[TEXTE]

En une heure, le Premier ministre manie plus le bâton que la carotte : «Je le dis aux Français, si les indicateurs ne sont pas au rendez-vous, nous ne déconfinerons pas le 11 mai.» Et ce déconfinement sera citoyen ou ne sera pas. L’épidémie de Covid-19 ne peut pas être enrayée «si la chaîne virale n’est pas remplacée par une chaîne de solidarité», souligne Philippe. «A partir du 11 mai, le succès ne reposera pas sur la seule autorité de l’Etat mais sur le civisme», un mot répété cinq fois dans un discours qui, vu la solennité du moment, a de faux airs de déclaration de politique générale.

Nuances de gris

Dans le plan gouvernemental, il n’y a donc plus d’unité de lieu ni de temps. Devant l’obligation de «vivre avec le virus», le 11 mai ne marquera pas le retour au grand air mais le début, tout en nuances de gris, d’une stratégie «progressive». Et l’ouverture d’une phase allant jusqu’au 2 juin, date à laquelle le gouvernement ajustera «les mesures à prendre dans la phase suivante», qui ira jusqu’à l’été. Rendez-vous fin mai pour savoir si les lycées (lire ci-contre), les cafés et restaurants peuvent rouvrir. Un desserrement du confinement davantage qu’un déconfinement.

[/TEXTE]
[JEU DE DONNÉES]

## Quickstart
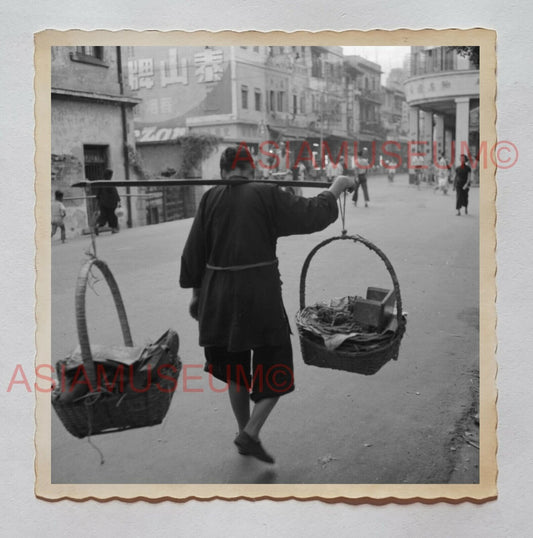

[/JEU DE DONNÉES]

CONSIGNE
D'après le texte sur le déconfinement, jusqu'à quelle date s'étend la phase qui débute le 11 mai ?

RÉSULTAT
Jusqu'au 2 juin.